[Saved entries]

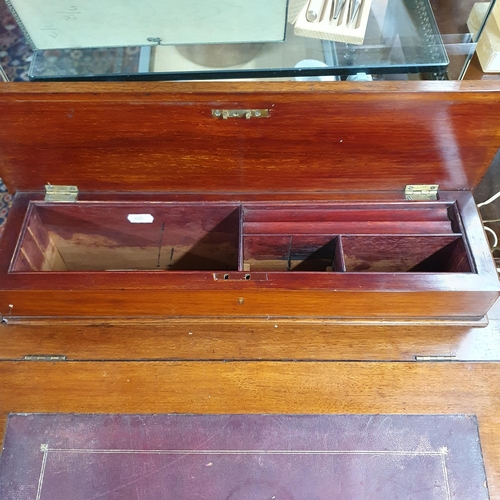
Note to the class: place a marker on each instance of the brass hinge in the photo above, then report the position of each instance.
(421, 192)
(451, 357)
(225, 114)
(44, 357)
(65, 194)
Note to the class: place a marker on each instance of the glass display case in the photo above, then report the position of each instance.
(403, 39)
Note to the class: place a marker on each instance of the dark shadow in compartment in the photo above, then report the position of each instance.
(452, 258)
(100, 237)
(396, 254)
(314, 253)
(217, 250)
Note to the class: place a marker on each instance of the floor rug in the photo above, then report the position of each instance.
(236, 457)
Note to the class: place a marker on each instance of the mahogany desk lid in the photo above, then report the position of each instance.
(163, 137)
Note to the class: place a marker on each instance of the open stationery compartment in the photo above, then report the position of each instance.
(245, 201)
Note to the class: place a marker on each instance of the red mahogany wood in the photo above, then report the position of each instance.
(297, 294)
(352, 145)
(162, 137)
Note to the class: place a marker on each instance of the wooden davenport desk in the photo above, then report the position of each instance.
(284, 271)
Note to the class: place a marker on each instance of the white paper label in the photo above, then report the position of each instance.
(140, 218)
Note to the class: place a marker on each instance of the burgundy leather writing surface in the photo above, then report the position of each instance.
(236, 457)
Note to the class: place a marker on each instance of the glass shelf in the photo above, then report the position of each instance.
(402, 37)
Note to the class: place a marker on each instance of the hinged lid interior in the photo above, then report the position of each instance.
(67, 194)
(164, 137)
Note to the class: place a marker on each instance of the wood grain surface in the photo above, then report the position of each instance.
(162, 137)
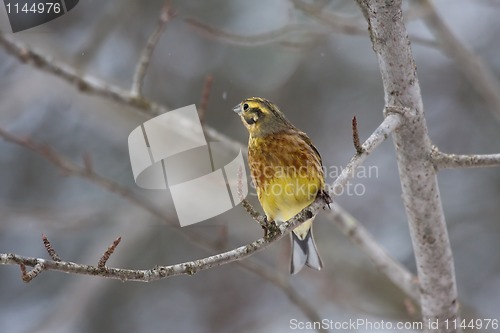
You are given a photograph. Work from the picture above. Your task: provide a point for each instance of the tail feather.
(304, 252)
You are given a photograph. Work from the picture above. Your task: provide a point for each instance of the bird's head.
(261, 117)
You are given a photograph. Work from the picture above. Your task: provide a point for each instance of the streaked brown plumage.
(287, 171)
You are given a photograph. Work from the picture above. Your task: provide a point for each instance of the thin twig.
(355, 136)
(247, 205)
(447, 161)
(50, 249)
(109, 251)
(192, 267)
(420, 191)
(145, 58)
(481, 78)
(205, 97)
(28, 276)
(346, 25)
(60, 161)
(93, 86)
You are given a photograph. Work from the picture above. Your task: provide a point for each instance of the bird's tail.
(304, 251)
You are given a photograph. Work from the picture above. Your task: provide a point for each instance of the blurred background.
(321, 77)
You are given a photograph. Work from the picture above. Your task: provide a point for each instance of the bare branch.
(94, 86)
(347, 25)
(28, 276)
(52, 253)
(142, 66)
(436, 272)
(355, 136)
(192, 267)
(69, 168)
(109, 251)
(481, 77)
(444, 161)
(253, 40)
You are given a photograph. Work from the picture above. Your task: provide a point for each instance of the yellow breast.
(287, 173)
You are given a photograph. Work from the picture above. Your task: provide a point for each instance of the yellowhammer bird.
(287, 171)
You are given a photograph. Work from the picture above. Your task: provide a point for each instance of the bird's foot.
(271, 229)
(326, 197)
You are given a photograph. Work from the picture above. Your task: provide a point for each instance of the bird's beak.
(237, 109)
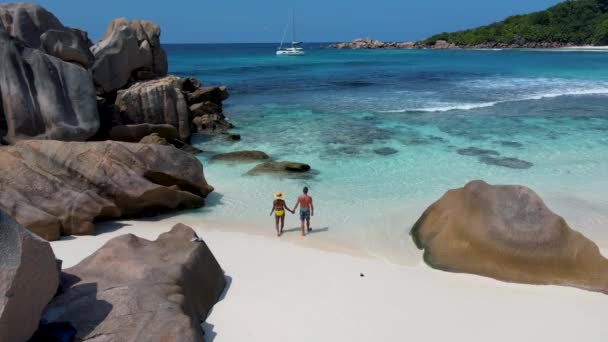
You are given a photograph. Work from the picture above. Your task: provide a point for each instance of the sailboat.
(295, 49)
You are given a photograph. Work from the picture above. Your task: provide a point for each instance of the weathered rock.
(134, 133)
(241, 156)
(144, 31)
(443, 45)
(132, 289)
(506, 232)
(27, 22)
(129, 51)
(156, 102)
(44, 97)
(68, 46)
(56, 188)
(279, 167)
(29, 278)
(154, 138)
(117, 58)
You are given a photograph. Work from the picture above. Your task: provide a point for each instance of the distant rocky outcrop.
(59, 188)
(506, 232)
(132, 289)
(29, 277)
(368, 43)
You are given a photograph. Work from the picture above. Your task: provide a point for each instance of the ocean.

### EXERCISE DIRECTIONS
Give the entries above again, exactly as written and free of images.

### TASK RESULT
Note to the class: place a marker on each instance of the brass hinge in the photo above, then report the position of each instance.
(421, 192)
(451, 357)
(225, 114)
(44, 357)
(65, 194)
Note to the class: place a marker on each instance of the glass display case in the photo above, then report the position of each instance.
(403, 39)
Note to the class: place a marker on each instance of the dark shadow in compartment in the photo above, then report the position of each instance.
(452, 258)
(100, 237)
(396, 254)
(314, 253)
(217, 250)
Note to the class: place a marker on each instance of the floor rug in the photo above, then report the position of each instance.
(236, 457)
Note to the class: place a marker on each instance of the mahogany desk lid in the photo above, then report the position of each instance.
(163, 137)
Note to the class: place a marker on each instance of the open stationery compartment in the photo above, then report the position of each instance.
(245, 201)
Note to the class: place a marker on each instance of the red mahogany wood in the photo above, then report the position of each instance.
(297, 294)
(352, 145)
(162, 137)
Note to the class: place a marker on each instance of the wooden davenport desk in the photo above, then report the position of each instance.
(284, 271)
Note to the class: place a marker on each instance of the white paper label in the photo above, then report the position of each instance.
(140, 218)
Note to the class: place a marker on each instance of the burgundy leather writing surface in the photo above, then report the position of each instance.
(236, 457)
Note to the class: place a marker on each instance of the glass shelf in the photo above, then report the position of each instance.
(402, 37)
Note to the class: place a marker on each instance of the hinged lid interior in the photo above, then report the position of each instance.
(67, 194)
(164, 137)
Note to the class: place a marker on each instance of the wood grain surface in the photo above, then report the position of each instance.
(162, 137)
You are given a photograph. Work from the picture above. Your task: provide a point for each instance of the tail feather.
(304, 252)
You are given a photograph. Work from the picture above. Your task: provide a point for each instance of the bird's head.
(261, 117)
You are given a photograph. Work from the picture above. Your task: provide a point for each instance of the streaked brown plumage.
(287, 171)
You are given a photograph. Work from the picture above. Your task: provide a point for each instance of the thin twig.
(355, 136)
(247, 205)
(447, 161)
(50, 249)
(109, 251)
(192, 267)
(420, 191)
(145, 58)
(481, 78)
(205, 97)
(28, 276)
(346, 25)
(60, 161)
(93, 86)
You are given a photograph. Work from the picture above. Your task: provide a point for each instance of the bird's tail.
(304, 251)
You are given a photograph. Work from the picture above. Your task: provide a point for each instance of the blurred background.
(321, 77)
You are given a photograph. Work from the picture above. Your task: provide a point for each instance of the bare branch.
(94, 86)
(347, 25)
(28, 276)
(52, 253)
(142, 66)
(436, 272)
(355, 136)
(192, 267)
(69, 168)
(109, 251)
(481, 77)
(444, 161)
(253, 40)
You are given a photograph. Work from the picture above. Your task: provide a point for each instance of the yellow breast.
(287, 173)
You are given a photograph. Work from the picture above. Your task: provide a point for each instance of the yellowhammer bird.
(287, 171)
You are given a photograph. Work from the picture above. Your task: provide a point for each instance of the bird's foot.
(271, 229)
(326, 197)
You are given a photograph. Work from the picture above. Your task: provide a point for each instance of the bird's beak.
(237, 109)
You are given a photograph. Work from the picture above. Your task: provide a point for each instance of the sailboat.
(295, 49)
You are given a photograph. Work from the picture above. Your task: provide a point for each instance of the weathered rock.
(134, 133)
(241, 156)
(144, 31)
(443, 45)
(132, 289)
(506, 232)
(27, 22)
(129, 51)
(156, 102)
(44, 97)
(68, 46)
(56, 188)
(279, 167)
(29, 278)
(154, 138)
(117, 58)
You are given a photograph. Work from the picture above. Your task: provide a point for each instance of the distant rocky outcrop.
(59, 188)
(506, 232)
(132, 289)
(29, 277)
(368, 43)
You are given a photograph. Work from the picture above. Your task: provide a point for each instance of the ocean.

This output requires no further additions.